---------- ESTRATTO DELLA PAGINA ----------

Si vogliono diminuire i rischi. Certo. Ma la Firenze rinascimentale ci insegna il contrario: i più grandi nomi dell’arte e della letteratura apprendevano il loro mestiere ai piedi dei grandi maestri. Leonardo da Vinci, ad esempio, trascorse un intero decennio nella bottega fiorentina di Andrea del Verrocchio (che formò anche Botticelli, Ghirlandaio, Signorelli e molti altri). Verrocchio era sicuramente in grado di individuare il genio e il talento nascente, responsabilizzando sempre più i giovani, arrivando a permettere di dipingere porzioni delle sue opere, dimostrando così enorme fiducia.
Perché Leonardo rimase un apprendista per così tanto tempo? Avrebbe potuto facilmente trovare lavoro altrove, ma ha preferito restare accanto ad un grande mentore, nel suo polveroso e caotico laboratorio.
Troppo spesso oggi i programmi di mentoring, pubblici o privati, sono pieni di parole, poveri di contenuti e sconnessi dalla società.
Se il potenziale trionfa sull’esperienza
Quando il Papa Giulio II era intento a decidere chi avrebbe dovuto dipingere il soffitto della Cappella Sistina, Michelangelo non era affatto nella short list. Grazie al mecenatismo mediceo, era diventato sì noto come scultore a Roma, così come a Firenze, ma la sua esperienza pittorica era assai limitata. Il Papa venne a conoscenza del giovane Michelangelo, e pensò che per il compito che doveva assegnare (l’affresco della Cappella era una vera mission impossible dell’epoca) fosse più importante il talento e il potenziale rispetto all’esperienza, e, come sappiamo, ebbe ragione.
Oggi invece vengono assegnati compiti e ruoli importanti quasi esclusivamente a quelle aziende o persone che hanno svolto lavori simili in passato. L’approccio di Giulio II potrebbe rivelarsi vincente anche oggi, assegnando ardui compiti al candidato che “da curriculum” ha espresso il proprio potenziale in un altro campo, ma che nonostante l’inesperienza potrebbe offrire risultati migliori e spesso più creativi e innovativi.

----------

ISTRUZIONI ESERCIZIO:
1 > Trascrivi dall'estratto il passo che inizia con "Si vogliono diminuire" e prosegue fino a "e caotico laboratorio.".
2 > In base all'estratto, spiega in una-tre frasi perché Giulio II scelse Michelangelo per il soffitto della Cappella Sistina pur essendo limitata la sua esperienza pittorica.
3 > Secondo l'estratto, dove trascorse Leonardo da Vinci un intero decennio?
Le voci riportate più avanti costituiscono materiale a sé, distinto dall'estratto.

---------- MATERIALE FORNITO ----------

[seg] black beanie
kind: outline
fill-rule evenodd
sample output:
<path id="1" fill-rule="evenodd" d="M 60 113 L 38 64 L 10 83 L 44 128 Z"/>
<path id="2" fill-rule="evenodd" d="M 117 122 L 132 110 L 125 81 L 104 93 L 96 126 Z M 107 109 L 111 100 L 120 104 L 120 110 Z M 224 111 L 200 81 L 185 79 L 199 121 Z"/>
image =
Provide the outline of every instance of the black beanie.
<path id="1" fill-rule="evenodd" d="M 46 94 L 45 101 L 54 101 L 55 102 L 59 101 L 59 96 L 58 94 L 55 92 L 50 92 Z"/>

----------

RISPOSTE FORNITE:
1 >
Si vogliono diminuire i rischi. Certo. Ma la Firenze rinascimentale ci insegna il contrario: i più grandi nomi dell’arte e della letteratura apprendevano il loro mestiere ai piedi dei grandi maestri. Leonardo da Vinci, ad esempio, trascorse un intero decennio nella bottega fiorentina di Andrea del Verrocchio (che formò anche Botticelli, Ghirlandaio, Signorelli e molti altri). Verrocchio era sicuramente in grado di individuare il genio e il talento nascente, responsabilizzando sempre più i giovani, arrivando a permettere di dipingere porzioni delle sue opere, dimostrando così enorme fiducia.
Perché Leonardo rimase un apprendista per così tanto tempo? Avrebbe potuto facilmente trovare lavoro altrove, ma ha preferito restare accanto ad un grande mentore, nel suo polveroso e caotico laboratorio.

2 > Per un compito così arduo come l'affresco della Cappella, il Papa ritenne più importanti il talento e il potenziale rispetto all'esperienza. Michelangelo, noto a Roma e a Firenze come scultore, aveva infatti un'esperienza pittorica assai limitata.

3 > Nella bottega fiorentina di Andrea del Verrocchio.